_Text_:

==================================================

Though the Gerber Grow-Up Plan offers several tangible benefits, it is not the panacea the company makes it out to be. The biggest argument against purchasing life insurance on children is that it just is not necessary. Excepting child stars, children do not earn incomes, nor do they support families. Losing a child is emotionally devastating, but not financially devastating. While your kids are probably going to earn income and support families when they grow up, the maximum death benefit under the Gerber Plan is woefully insufficient for an adult with dependent children. While the plan's cash value aspect may look enticing for college savings, most respected financial advisors pan whole life insurance as a long-term investment vehicle, pointing out that, historically, the returns are anemic compared to mutual funds and other investments.

Children Do Not Need Life Insurance

The primary purpose of life insurance is to protect the insured's family and dependents from financial calamity if he dies prematurely and his income is cut off. For example, a father and a mother earn $50,000 per year each and have two young children, both of whom they hope to send to college. The father dies in a car accident during a severe thunderstorm. His wife and children are devastated emotionally, and the family income is cut in half. Now the mother has to pay for the house, car, food, clothing and other necessities on her own, and she must also find a way to continue saving for her children's education.

==================================================

_Given instruction a_:
Reproduce the passage on children's life insurance word for word, in full.

_Material_:
==================================================

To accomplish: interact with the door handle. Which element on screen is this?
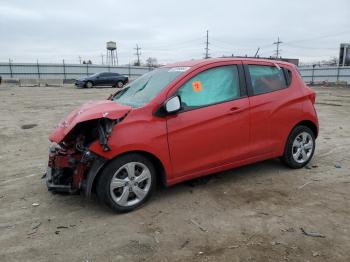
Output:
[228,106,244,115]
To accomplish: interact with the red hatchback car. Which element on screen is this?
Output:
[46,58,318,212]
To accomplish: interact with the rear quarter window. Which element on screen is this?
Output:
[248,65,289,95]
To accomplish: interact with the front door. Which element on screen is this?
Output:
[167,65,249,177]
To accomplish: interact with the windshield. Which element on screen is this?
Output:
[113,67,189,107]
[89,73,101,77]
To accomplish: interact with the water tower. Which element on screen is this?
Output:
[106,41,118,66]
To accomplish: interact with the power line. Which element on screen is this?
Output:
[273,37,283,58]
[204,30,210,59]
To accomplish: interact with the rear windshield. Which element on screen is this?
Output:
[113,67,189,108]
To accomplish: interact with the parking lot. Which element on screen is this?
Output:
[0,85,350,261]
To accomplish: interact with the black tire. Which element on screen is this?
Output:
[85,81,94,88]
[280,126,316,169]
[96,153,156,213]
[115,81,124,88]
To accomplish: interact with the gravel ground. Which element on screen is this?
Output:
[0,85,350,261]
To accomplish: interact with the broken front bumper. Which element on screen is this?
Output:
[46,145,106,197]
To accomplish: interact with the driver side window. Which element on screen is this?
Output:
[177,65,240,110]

==================================================

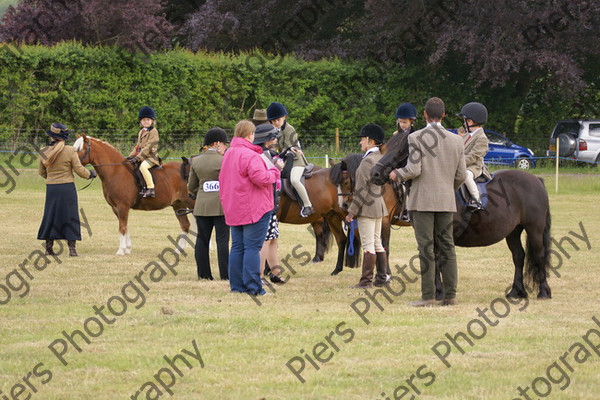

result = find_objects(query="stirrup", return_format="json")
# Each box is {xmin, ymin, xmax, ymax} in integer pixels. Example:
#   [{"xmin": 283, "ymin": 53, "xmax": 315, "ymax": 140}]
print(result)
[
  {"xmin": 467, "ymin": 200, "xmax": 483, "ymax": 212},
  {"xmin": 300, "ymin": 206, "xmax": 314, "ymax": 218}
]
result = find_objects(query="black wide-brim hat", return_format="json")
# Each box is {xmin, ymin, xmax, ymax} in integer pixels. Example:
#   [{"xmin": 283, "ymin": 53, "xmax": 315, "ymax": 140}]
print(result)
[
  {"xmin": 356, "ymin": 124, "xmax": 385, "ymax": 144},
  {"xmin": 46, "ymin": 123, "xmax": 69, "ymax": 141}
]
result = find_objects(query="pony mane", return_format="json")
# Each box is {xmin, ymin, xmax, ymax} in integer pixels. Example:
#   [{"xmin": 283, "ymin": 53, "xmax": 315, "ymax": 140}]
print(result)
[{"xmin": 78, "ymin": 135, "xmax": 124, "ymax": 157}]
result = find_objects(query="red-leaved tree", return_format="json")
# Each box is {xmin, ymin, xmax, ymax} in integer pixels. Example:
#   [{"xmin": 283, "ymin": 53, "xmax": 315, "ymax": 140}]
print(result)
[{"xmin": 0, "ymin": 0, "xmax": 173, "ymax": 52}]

==================================================

_Given instruction b_:
In the records, take the lines starting at the one containing "To accomplish: interact with the rear windshield." and ending with the one containing "[46,145,106,197]". Write out only those lines, changing "gravel" to "sandy" and leaving everything else the same.

_Exercise output a_:
Though the Gerber Grow-Up Plan offers several tangible benefits, it is not the panacea the company makes it out to be. The biggest argument against purchasing life insurance on children is that it just is not necessary. Excepting child stars, children do not earn incomes, nor do they support families. Losing a child is emotionally devastating, but not financially devastating. While your kids are probably going to earn income and support families when they grow up, the maximum death benefit under the Gerber Plan is woefully insufficient for an adult with dependent children. While the plan's cash value aspect may look enticing for college savings, most respected financial advisors pan whole life insurance as a long-term investment vehicle, pointing out that, historically, the returns are anemic compared to mutual funds and other investments.

Children Do Not Need Life Insurance

The primary purpose of life insurance is to protect the insured's family and dependents from financial calamity if he dies prematurely and his income is cut off. For example, a father and a mother earn $50,000 per year each and have two young children, both of whom they hope to send to college. The father dies in a car accident during a severe thunderstorm. His wife and children are devastated emotionally, and the family income is cut in half. Now the mother has to pay for the house, car, food, clothing and other necessities on her own, and she must also find a way to continue saving for her children's education.

_Exercise output b_:
To accomplish: interact with the rear windshield. Which element on screen is this?
Output:
[113,67,189,108]
To accomplish: interact with the parking lot. Which element on screen is this?
Output:
[0,85,350,261]
To accomplish: interact with the black tire. Which element on screen is this?
Output:
[85,81,94,88]
[280,126,316,169]
[96,153,156,213]
[115,81,124,88]
To accomplish: interact with the sandy ground. Which element on screen is this?
Output:
[0,85,350,261]
To accomplish: interact with the broken front bumper. Which element on screen is this?
Output:
[46,145,106,197]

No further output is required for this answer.